_TEXTO DA PÁGINA_.
# # # # #

ULS: apenas uma de muitas ferramentas para salvar o SNS

A recém-criada Direção Executiva do SNS parece ter entrado com o pé direito. Mostrou que vem com liderança forte, inovadora e de mangas arregaçadas ao decidir a criação de quatro novas Unidades Locais de Saúde (ULS). Sinal disso é que a medida provocou já reações inflamadas por parte dos Velhos do Restelo.

Mas o que significa em concreto esta medida? É preciso entrar em detalhes importantes para poder discutir o que está em causa.

As ULS são organizações que integram o hospital e os centros de saúde na mesma instituição, ao invés da separação tradicional em que hospitais e centros de saúde são instituições diferentes, com regras de funcionamento, financiamento e lideranças diferentes. O alinhamento destas dimensões é precisamente a sua maior vantagem.

# # # # #

_DADOS GUARDADOS_.

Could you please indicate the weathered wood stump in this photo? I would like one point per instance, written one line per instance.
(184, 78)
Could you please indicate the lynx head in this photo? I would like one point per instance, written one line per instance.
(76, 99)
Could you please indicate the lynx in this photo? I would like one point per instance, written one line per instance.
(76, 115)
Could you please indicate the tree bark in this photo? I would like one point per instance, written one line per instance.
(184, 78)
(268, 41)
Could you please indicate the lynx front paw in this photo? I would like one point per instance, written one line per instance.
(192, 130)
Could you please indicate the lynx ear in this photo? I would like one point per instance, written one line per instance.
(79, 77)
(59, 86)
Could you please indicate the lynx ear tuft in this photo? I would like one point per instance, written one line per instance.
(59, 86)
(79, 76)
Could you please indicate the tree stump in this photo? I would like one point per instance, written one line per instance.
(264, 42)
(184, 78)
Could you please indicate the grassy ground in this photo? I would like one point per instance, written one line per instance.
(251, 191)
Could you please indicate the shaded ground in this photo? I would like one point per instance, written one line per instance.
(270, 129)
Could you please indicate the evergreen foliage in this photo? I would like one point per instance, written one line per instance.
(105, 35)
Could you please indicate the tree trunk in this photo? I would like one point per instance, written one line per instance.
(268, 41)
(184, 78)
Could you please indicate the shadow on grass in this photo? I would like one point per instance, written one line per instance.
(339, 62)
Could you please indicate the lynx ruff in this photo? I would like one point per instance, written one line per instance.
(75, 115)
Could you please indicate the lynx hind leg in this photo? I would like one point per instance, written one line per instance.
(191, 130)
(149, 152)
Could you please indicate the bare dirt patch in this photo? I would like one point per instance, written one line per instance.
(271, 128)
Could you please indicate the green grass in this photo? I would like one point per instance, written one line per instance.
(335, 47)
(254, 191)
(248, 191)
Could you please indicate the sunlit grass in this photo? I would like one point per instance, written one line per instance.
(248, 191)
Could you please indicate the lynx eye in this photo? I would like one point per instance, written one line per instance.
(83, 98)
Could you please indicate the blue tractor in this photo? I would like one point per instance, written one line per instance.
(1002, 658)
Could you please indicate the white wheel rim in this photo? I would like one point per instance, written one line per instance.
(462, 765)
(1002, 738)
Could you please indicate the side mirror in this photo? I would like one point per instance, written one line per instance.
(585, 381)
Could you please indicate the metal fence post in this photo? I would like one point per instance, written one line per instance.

# # # # #

_LISTA DE EXERCÍCIOS_.
A - Por favor, reproduza do texto da página tudo desde "A recém-criada Direção" até "Velhos do Restelo.", sem alterações.
B - Segundo o texto da página, quantas novas Unidades Locais de Saúde decidiu criar a Direção Executiva do SNS?
As linhas não têm qualquer relação com o texto da página.

_RESPOSTAS DADAS_.
A -
A recém-criada Direção Executiva do SNS parece ter entrado com o pé direito. Mostrou que vem com liderança forte, inovadora e de mangas arregaçadas ao decidir a criação de quatro novas Unidades Locais de Saúde (ULS). Sinal disso é que a medida provocou já reações inflamadas por parte dos Velhos do Restelo.

B - Quatro.